▶ _LESETEXT_
───

Regulation von Allergenprodukten: Fortschritte in der europäischen Harmonisierung
Regulation von Allergenprodukten: Fortschritte in der europäischen Harmonisierung
Ein einheitliches regulatorisches Vorgehen unterstützt die Verfügbarkeit von wirksamen und sicheren Diagnostika und Therapeutika in allen europäischen Mitgliedstaaten und verbessert somit die Behandlung von Allergikerinnen und Allergikern.

───

Daten zu Referenzausdrücken

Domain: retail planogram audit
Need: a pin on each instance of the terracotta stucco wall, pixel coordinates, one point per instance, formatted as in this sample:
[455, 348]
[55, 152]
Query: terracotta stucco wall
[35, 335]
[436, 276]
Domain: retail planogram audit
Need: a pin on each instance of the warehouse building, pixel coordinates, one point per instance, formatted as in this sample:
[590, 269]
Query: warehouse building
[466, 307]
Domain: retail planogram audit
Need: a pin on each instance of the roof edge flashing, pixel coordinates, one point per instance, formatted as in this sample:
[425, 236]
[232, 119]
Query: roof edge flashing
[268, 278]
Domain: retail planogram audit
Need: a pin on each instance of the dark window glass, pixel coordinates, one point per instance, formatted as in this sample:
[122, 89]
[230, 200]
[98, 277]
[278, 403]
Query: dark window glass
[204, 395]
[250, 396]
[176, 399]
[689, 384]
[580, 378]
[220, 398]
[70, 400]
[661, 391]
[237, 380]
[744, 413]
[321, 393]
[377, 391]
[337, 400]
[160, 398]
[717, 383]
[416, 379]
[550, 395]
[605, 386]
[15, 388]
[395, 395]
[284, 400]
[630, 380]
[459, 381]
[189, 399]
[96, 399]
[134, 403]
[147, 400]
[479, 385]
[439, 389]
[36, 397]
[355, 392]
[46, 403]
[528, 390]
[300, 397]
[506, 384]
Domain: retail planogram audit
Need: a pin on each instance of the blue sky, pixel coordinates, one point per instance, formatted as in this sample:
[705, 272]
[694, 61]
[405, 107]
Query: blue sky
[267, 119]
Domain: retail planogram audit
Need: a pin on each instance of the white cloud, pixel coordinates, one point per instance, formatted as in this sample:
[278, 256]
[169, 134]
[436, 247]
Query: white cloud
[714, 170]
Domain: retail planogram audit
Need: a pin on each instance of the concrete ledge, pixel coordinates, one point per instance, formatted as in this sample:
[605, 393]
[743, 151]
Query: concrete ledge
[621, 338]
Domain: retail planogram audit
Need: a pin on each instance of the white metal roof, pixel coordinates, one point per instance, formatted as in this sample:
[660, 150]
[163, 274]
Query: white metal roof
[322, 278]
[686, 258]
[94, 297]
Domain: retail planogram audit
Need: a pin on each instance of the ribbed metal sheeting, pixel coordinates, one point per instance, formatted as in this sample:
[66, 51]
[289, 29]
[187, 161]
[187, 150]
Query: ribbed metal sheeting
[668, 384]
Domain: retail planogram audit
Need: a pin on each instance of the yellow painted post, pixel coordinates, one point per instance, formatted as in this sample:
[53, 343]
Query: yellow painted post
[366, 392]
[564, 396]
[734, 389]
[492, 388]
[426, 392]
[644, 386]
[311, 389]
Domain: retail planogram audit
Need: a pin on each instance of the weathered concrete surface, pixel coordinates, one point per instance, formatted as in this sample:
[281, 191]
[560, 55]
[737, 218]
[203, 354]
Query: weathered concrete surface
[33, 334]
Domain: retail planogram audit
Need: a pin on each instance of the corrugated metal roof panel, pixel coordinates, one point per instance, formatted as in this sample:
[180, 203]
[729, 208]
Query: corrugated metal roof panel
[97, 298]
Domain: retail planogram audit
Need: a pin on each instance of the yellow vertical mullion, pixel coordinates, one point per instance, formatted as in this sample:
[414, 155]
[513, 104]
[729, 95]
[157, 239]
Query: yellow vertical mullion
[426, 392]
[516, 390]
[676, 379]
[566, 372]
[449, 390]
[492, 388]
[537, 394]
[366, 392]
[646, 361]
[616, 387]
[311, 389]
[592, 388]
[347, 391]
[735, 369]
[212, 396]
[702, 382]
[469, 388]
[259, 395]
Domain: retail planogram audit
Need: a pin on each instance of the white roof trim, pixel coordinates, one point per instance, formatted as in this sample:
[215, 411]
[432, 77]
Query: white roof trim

───

▶ _AUFTRAG 1_
Entscheiden Sie zu jeder Aussage, ob sie mit dem Text zur Regulation von Allergenprodukten übereinstimmt, und belegen Sie Ihr Ja oder Nein mit den ausschlaggebenden Worten des Textes als wörtlichem Zitat.
(a) Ein einheitliches regulatorisches Vorgehen unterstützt die Verfügbarkeit von Diagnostika und Therapeutika in allen europäischen Mitgliedstaaten.
(b) Als Folge wird eine bessere Behandlung von Allergikerinnen und Allergikern genannt.
(c) Der Titel spricht von Rückschritten in der europäischen Harmonisierung.
▶ _AUFTRAG 2_
In welchen Staaten unterstützt ein einheitliches regulatorisches Vorgehen laut dem Text zur Regulation von Allergenprodukten die Verfügbarkeit wirksamer und sicherer Diagnostika und Therapeutika?
▶ _AUFTRAG 3_
Führen Sie bitte den Text zur Regulation von Allergenprodukten im Anschluss an seinen letzten Satz weiter.

▶ _ANTWORTBEREICH 1_
(a) Ja: „unterstützt die Verfügbarkeit von wirksamen und sicheren Diagnostika und Therapeutika in allen europäischen Mitgliedstaaten“
(b) Ja: „verbessert somit die Behandlung von Allergikerinnen und Allergikern“
(c) Nein: „Fortschritte in der europäischen Harmonisierung“

▶ _ANTWORTBEREICH 2_
In allen europäischen Mitgliedstaaten.

▶ _ANTWORTBEREICH 3_
Umsetzung der Leitlinie zur Regulation von Allergenprodukten
Viele EU-Mitgliedstaaten haben bereits begonnen, die im Jahr 2020 vom Zusammenschluss der europäischen Arzneimittelbehörden (Heads of Medicines Agencies, HMA) veröffentlichte Leitlinie zur Regulation von Allergenprodukten (Recommendations on common regulatory approaches for allergen products (CMDh/399/2019)) umzusetzen. Sie gibt Auskunft über die geltenden Rechtsgrundlagen und Anforderungen für die Zulassung unterschiedlicher Allergenprodukte, wobei zwischen Therapieallergenen und Testallergenen und weiter zwischen Diagnostika zum Nachweis von Typ I- und Typ IV-Allergien sowie häufigen und seltenen Allergenquellen differenziert wird. Die Richtlinie und ihre Umsetzung ist ein zentraler Meilenstein auf dem Weg zur europaweiten Harmonisierung der Zulassung und Prüfung von Test- und Therapieallergenen.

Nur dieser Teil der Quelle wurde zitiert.